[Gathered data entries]
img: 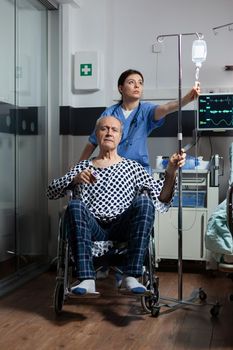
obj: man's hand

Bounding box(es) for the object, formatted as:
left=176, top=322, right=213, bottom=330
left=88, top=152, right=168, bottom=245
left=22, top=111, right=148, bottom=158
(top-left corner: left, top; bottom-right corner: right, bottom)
left=73, top=169, right=97, bottom=185
left=167, top=148, right=186, bottom=175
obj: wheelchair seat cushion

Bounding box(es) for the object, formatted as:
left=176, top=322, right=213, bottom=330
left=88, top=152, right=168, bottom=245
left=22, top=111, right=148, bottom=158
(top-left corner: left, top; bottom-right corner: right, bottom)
left=92, top=241, right=113, bottom=257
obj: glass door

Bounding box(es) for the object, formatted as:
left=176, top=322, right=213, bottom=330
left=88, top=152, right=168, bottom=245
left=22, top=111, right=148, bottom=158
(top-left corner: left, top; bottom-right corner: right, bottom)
left=0, top=0, right=48, bottom=281
left=15, top=0, right=48, bottom=267
left=0, top=0, right=16, bottom=279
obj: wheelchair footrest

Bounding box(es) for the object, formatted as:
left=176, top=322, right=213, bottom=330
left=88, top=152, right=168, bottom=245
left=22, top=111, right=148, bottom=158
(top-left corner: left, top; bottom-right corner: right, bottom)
left=118, top=288, right=153, bottom=297
left=67, top=292, right=101, bottom=299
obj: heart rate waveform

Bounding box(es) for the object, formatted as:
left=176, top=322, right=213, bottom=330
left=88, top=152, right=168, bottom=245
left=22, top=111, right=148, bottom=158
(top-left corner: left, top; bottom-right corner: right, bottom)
left=198, top=94, right=233, bottom=131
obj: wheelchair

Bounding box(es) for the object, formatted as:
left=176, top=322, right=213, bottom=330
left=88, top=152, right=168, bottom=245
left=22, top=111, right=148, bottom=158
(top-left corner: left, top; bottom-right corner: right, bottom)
left=53, top=197, right=160, bottom=317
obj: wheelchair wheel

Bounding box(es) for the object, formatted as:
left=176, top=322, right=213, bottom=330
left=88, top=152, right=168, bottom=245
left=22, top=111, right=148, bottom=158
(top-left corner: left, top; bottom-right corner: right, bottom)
left=141, top=271, right=160, bottom=316
left=53, top=281, right=64, bottom=315
left=141, top=284, right=160, bottom=316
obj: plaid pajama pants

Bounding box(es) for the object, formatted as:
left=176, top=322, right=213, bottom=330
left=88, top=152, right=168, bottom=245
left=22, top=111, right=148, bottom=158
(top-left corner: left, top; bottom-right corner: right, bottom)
left=66, top=195, right=155, bottom=280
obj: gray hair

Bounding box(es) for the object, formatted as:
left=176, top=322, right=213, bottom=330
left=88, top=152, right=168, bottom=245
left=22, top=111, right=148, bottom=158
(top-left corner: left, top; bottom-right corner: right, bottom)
left=95, top=115, right=123, bottom=134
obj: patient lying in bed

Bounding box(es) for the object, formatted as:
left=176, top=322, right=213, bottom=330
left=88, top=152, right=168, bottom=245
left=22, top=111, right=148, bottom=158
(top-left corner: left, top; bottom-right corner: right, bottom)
left=205, top=199, right=233, bottom=263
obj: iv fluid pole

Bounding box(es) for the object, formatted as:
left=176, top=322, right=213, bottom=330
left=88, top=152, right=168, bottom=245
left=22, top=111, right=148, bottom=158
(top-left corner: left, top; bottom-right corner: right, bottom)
left=157, top=33, right=203, bottom=302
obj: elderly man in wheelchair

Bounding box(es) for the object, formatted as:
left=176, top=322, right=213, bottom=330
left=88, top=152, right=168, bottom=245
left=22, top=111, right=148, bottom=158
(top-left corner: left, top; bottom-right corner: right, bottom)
left=47, top=116, right=186, bottom=295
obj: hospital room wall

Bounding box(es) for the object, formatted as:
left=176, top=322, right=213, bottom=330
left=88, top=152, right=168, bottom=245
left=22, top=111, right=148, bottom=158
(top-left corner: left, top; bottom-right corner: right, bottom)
left=57, top=0, right=233, bottom=198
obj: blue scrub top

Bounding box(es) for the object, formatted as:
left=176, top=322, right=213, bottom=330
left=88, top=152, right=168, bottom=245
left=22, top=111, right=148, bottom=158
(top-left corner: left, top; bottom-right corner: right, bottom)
left=89, top=102, right=164, bottom=172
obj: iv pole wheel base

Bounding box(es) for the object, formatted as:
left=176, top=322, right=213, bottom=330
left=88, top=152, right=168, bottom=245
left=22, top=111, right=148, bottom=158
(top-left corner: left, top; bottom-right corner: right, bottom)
left=199, top=288, right=207, bottom=301
left=210, top=302, right=221, bottom=317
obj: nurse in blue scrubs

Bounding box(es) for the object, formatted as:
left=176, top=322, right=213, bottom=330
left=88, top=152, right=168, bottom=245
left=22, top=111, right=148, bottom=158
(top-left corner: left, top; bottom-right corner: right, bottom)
left=77, top=69, right=200, bottom=178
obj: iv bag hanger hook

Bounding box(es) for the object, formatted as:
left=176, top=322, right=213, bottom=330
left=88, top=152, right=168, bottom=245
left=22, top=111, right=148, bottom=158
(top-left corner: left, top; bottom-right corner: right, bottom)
left=157, top=32, right=204, bottom=43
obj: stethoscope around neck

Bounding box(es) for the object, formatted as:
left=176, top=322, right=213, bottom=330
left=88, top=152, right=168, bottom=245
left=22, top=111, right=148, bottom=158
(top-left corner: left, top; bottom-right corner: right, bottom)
left=112, top=102, right=141, bottom=148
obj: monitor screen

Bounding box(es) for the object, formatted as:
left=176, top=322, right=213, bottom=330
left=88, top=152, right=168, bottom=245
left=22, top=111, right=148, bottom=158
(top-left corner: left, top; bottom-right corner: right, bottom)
left=197, top=93, right=233, bottom=131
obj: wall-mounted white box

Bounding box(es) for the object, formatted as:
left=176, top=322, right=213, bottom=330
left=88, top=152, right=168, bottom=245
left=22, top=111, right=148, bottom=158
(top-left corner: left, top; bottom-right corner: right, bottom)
left=74, top=51, right=101, bottom=91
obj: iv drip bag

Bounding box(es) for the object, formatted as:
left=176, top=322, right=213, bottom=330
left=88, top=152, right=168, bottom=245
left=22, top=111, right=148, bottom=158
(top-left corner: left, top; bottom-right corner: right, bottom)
left=192, top=39, right=207, bottom=68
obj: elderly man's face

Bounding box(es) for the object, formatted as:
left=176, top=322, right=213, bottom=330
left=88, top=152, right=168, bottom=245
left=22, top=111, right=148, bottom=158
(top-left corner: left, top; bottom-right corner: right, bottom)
left=96, top=117, right=122, bottom=150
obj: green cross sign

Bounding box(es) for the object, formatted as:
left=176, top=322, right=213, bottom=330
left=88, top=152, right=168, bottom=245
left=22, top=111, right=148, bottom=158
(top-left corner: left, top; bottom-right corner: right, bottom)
left=80, top=63, right=92, bottom=77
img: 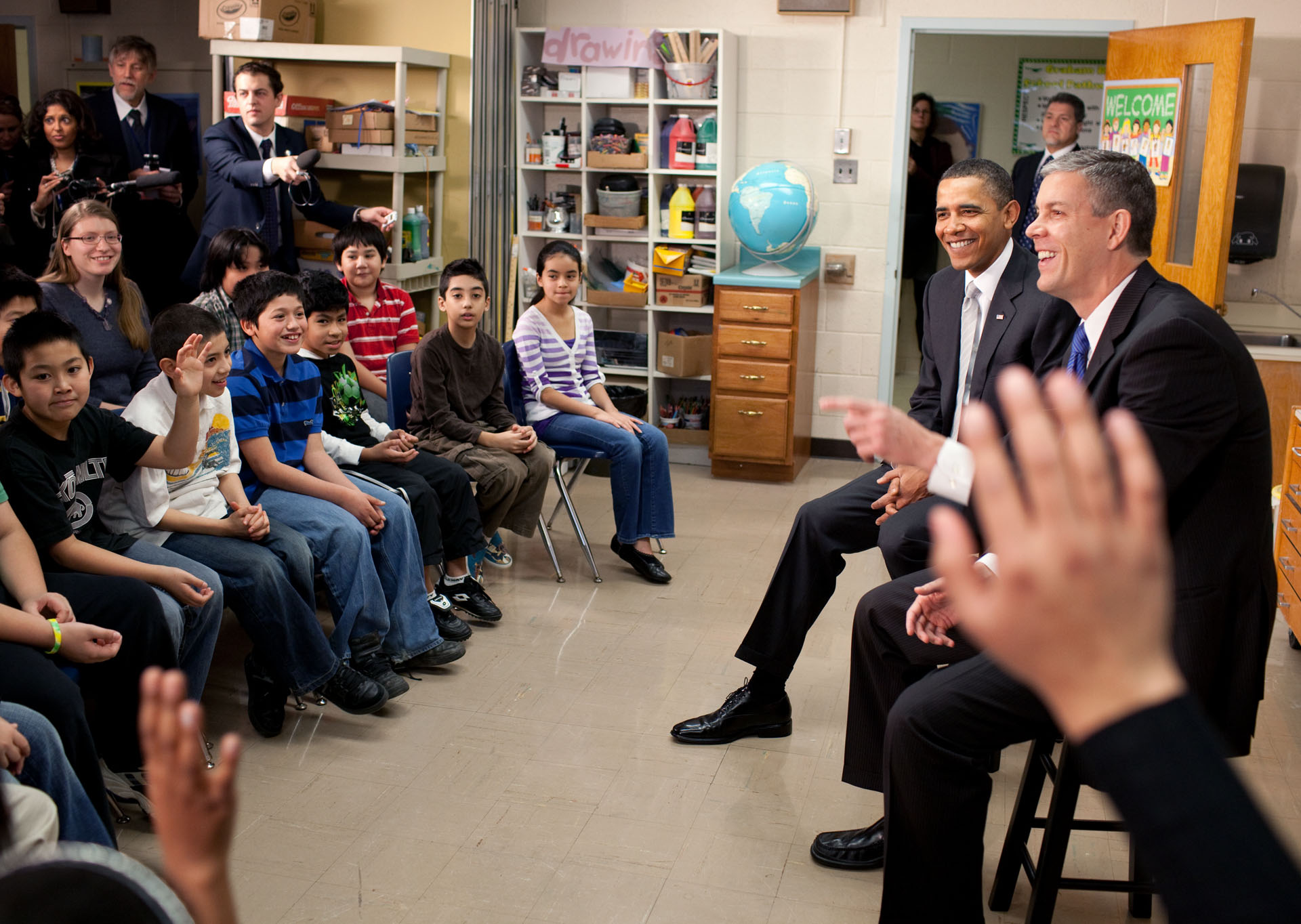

To be done => Please turn the lines above into a numbered list, dropping the blank lines and leaving out the pictures.

Correct answer =>
1. img: 
2. obj: man's hand
3. Bounding box(es) for the object, formatted as:
4. left=176, top=322, right=213, bottom=330
5. left=88, top=152, right=168, bottom=245
6. left=22, top=111, right=148, bottom=158
7. (top-left corner: left, top; bottom-right corner: right, bottom)
8. left=73, top=169, right=97, bottom=185
9. left=167, top=148, right=186, bottom=175
10. obj: wheelchair seat cushion
11. Bounding box(es) for the object, formatted as:
12. left=176, top=322, right=213, bottom=330
13. left=88, top=152, right=168, bottom=245
14. left=22, top=111, right=148, bottom=158
15. (top-left corner: left, top; bottom-right corner: right, bottom)
16. left=92, top=241, right=113, bottom=257
17. obj: glass door
18. Bounding box(es) for the object, formatted as:
19. left=176, top=322, right=213, bottom=330
20. left=88, top=152, right=168, bottom=245
21. left=22, top=111, right=148, bottom=158
22. (top-left corner: left, top; bottom-right corner: right, bottom)
23. left=0, top=0, right=48, bottom=281
24. left=15, top=0, right=48, bottom=267
25. left=0, top=0, right=16, bottom=279
26. obj: wheelchair footrest
27. Bounding box(es) for the object, formatted as:
28. left=176, top=322, right=213, bottom=330
29. left=88, top=152, right=168, bottom=245
30. left=22, top=111, right=148, bottom=158
31. (top-left corner: left, top; bottom-right corner: right, bottom)
32. left=118, top=288, right=153, bottom=297
33. left=67, top=292, right=101, bottom=299
34. obj: heart rate waveform
35. Bounding box(es) for the object, formatted as:
36. left=176, top=322, right=213, bottom=330
37. left=88, top=152, right=168, bottom=245
38. left=22, top=111, right=148, bottom=158
39. (top-left corner: left, top; bottom-right corner: right, bottom)
40. left=198, top=94, right=233, bottom=131
41. obj: wheelchair
42. Bounding box(es) for the object, formatted as:
43. left=176, top=322, right=213, bottom=330
44. left=88, top=152, right=168, bottom=245
45. left=22, top=111, right=148, bottom=158
46. (top-left corner: left, top; bottom-right corner: right, bottom)
47. left=53, top=197, right=160, bottom=317
48. obj: wheelchair wheel
49. Bounding box(es) for the object, formatted as:
50. left=176, top=322, right=213, bottom=330
51. left=88, top=152, right=168, bottom=245
52. left=22, top=111, right=148, bottom=158
53. (top-left corner: left, top; bottom-right corner: right, bottom)
54. left=141, top=271, right=160, bottom=316
55. left=53, top=281, right=64, bottom=315
56. left=141, top=284, right=160, bottom=316
57. obj: plaid pajama pants
58. Bounding box(es) for the object, formatted as:
59. left=176, top=322, right=213, bottom=330
60. left=88, top=152, right=168, bottom=245
61. left=22, top=111, right=148, bottom=158
62. (top-left corner: left, top; bottom-right corner: right, bottom)
63. left=66, top=195, right=155, bottom=280
64. obj: gray hair
65. Bounding box(es) for the object, formatted as:
66. left=176, top=322, right=213, bottom=330
67. left=88, top=152, right=168, bottom=245
68. left=22, top=111, right=148, bottom=158
69. (top-left corner: left, top; bottom-right corner: right, bottom)
70. left=95, top=115, right=123, bottom=134
71. obj: patient lying in bed
72. Bounding box(es) for the object, formatted as:
73. left=176, top=322, right=213, bottom=330
74. left=88, top=152, right=168, bottom=245
75. left=22, top=111, right=148, bottom=158
76. (top-left corner: left, top; bottom-right corner: right, bottom)
77. left=205, top=199, right=233, bottom=263
78. obj: iv fluid pole
79. Bounding box(es) for the object, formatted as:
80. left=176, top=322, right=213, bottom=330
81. left=88, top=152, right=168, bottom=245
82. left=22, top=111, right=148, bottom=158
83. (top-left corner: left, top; bottom-right corner: right, bottom)
84. left=157, top=33, right=203, bottom=302
85. obj: elderly man in wheelchair
86. Bounding box(es) for the object, formatted as:
87. left=176, top=322, right=213, bottom=330
88. left=88, top=152, right=168, bottom=245
89. left=22, top=111, right=148, bottom=158
90. (top-left corner: left, top; bottom-right corner: right, bottom)
91. left=47, top=116, right=186, bottom=295
92. obj: hospital room wall
93. Bounding box(es) for the object, formatted as:
94. left=176, top=322, right=213, bottom=330
95. left=88, top=152, right=168, bottom=245
96. left=22, top=111, right=148, bottom=158
97. (top-left corner: left, top; bottom-right corner: right, bottom)
98. left=57, top=0, right=233, bottom=198
99. obj: blue scrub top
100. Bounding box(es) for the object, formatted as:
101. left=176, top=322, right=213, bottom=330
102. left=88, top=152, right=168, bottom=245
103. left=22, top=111, right=148, bottom=158
104. (top-left corner: left, top; bottom-right corner: right, bottom)
105. left=89, top=102, right=164, bottom=172
106. obj: iv pole wheel base
107. Bounding box(es) for the object, formatted as:
108. left=176, top=322, right=213, bottom=330
109. left=88, top=152, right=168, bottom=245
110. left=22, top=111, right=148, bottom=158
111. (top-left corner: left, top; bottom-right corner: right, bottom)
112. left=199, top=288, right=207, bottom=301
113. left=210, top=302, right=221, bottom=317
114. obj: nurse in blue scrubs
115. Bounding box(es) for the object, formatted as:
116. left=176, top=322, right=213, bottom=330
117. left=88, top=152, right=168, bottom=245
118. left=22, top=111, right=148, bottom=158
119. (top-left corner: left, top; bottom-right corner: right, bottom)
120. left=77, top=69, right=200, bottom=178
121. obj: iv bag hanger hook
122. Bounding box(es) for the object, formatted as:
123. left=176, top=322, right=213, bottom=330
124. left=88, top=152, right=168, bottom=245
125. left=22, top=111, right=148, bottom=158
126. (top-left corner: left, top; bottom-right corner: right, bottom)
127. left=157, top=32, right=204, bottom=43
128. obj: stethoscope around neck
129. Bounding box(es) for the object, formatted as:
130. left=176, top=322, right=213, bottom=330
131. left=88, top=152, right=168, bottom=245
132. left=22, top=111, right=148, bottom=158
133. (top-left corner: left, top; bottom-right corner: right, bottom)
134. left=112, top=102, right=141, bottom=148
135. obj: monitor screen
136. Bounding box(es) for the object, formatted as:
137. left=176, top=322, right=213, bottom=330
138. left=88, top=152, right=168, bottom=245
139. left=22, top=111, right=148, bottom=158
140. (top-left corner: left, top; bottom-right corner: right, bottom)
141. left=197, top=93, right=233, bottom=131
142. obj: wall-mounted white box
143. Bounding box(es) for the object, formatted as:
144. left=176, top=322, right=213, bottom=330
145. left=88, top=152, right=168, bottom=245
146. left=22, top=111, right=148, bottom=158
147. (top-left corner: left, top; bottom-right corner: right, bottom)
148. left=74, top=51, right=101, bottom=91
149. obj: iv drip bag
150. Bounding box(es) for the object, formatted as:
151. left=176, top=322, right=213, bottom=330
152. left=88, top=152, right=168, bottom=245
153. left=22, top=111, right=148, bottom=158
154. (top-left corner: left, top; bottom-right corner: right, bottom)
155. left=192, top=39, right=207, bottom=68
156. obj: elderly man's face
157. Bounding box(es) for the object, formatted as:
158. left=176, top=322, right=213, bottom=330
159. left=88, top=152, right=168, bottom=245
160. left=22, top=111, right=148, bottom=158
161. (top-left corner: left, top; bottom-right corner: right, bottom)
162. left=96, top=117, right=122, bottom=150
163. obj: green cross sign
164. Bounding box(es) for the object, formatted as:
165. left=176, top=322, right=213, bottom=330
166. left=88, top=152, right=168, bottom=245
167. left=22, top=111, right=148, bottom=158
168. (top-left corner: left, top; bottom-right corner: right, bottom)
169. left=80, top=63, right=92, bottom=77
170. img: 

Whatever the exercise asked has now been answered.